Start SUPPLIED TEXT

# In need of computer help



## yonnie (27 March 2010)

hello guys,

wonder if somebody can help out with a computer problem I have.

I take part in the auction sometimes when ASX trading starts and you got to be really fast if something changes.

for that moment I would like to have my IB trading platform open and the Comsec website in a small size in the corner on my laptop and refresh prices continuously for the lastest. I prefer not to have a second screen.

how do I reset the full Comsec website to a small size?

thanks for any help


----------



## Bolle (27 March 2010)

double-click the title bar might do it.


----------



## yonnie (28 March 2010)

hey bolle, thanks for your help

title bar is that the bar with tools, print, home etc in it?

double clicked on it and got a tab, typed in Comsec in the address bar and connected to Comsec, but still I cant resize this tab.

am I doing something wrong?


----------



## Whiskers (28 March 2010)

The very top, usually blue in Windows, where the minimise , restore down and close buttons are.


----------



## newbie trader (28 March 2010)

Blue bar (in top left has the internet symbol followed by the name of the website your on i.e Aussie Stock Forums - Reply to Topic - Mozilla Firefox. Then on the right of the blue bar it has the minimize, restore down and close buttons) double click 

N.T


----------



## yonnie (28 March 2010)

thank you bolle, whiskers and nt for your help.......got it now, excellent.

I did notice that if I delete that small window and I go on the internet again the new window will be in the same size as that small window.

End SUPPLIED TEXT
Start MATERIAL SUPPLIED

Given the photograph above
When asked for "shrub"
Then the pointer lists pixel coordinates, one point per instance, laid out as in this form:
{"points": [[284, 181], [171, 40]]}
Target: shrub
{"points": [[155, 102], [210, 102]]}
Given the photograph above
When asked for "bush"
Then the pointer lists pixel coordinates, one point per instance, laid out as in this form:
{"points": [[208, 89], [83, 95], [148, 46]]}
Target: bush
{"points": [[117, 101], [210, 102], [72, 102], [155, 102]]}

End MATERIAL SUPPLIED
Start MATERIAL SUPPLIED

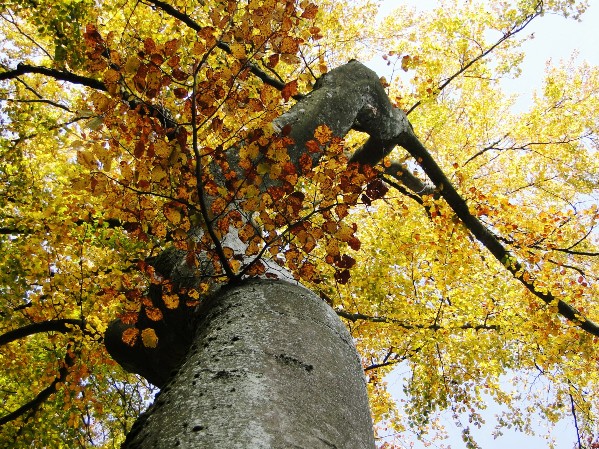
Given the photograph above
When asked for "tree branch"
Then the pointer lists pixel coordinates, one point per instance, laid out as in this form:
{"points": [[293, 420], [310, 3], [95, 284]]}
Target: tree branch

End MATERIAL SUPPLIED

* PROBLEM SET *
1. Answer these questions from the computer help thread:
(a) Which trading platform does yonnie want open alongside the Comsec website?
(b) What color is the title bar usually in Windows, according to Whiskers?
(c) Which browser appears in newbie trader's example of a title bar?
2. Translate into Spanish this sentence from the computer help thread: "I did notice that if I delete that small window and I go on the internet again the new window will be in the same size as that small window."
3. List every username that posts in the computer help thread.

* EXPECTED RESPONSES *
1.
(a) IB
(b) Blue
(c) Mozilla Firefox

2. Me di cuenta de que, si elimino esa ventana pequeña y vuelvo a entrar en internet, la nueva ventana será del mismo tamaño que esa ventana pequeña.

3.
yonnie
Bolle
Whiskers
newbie trader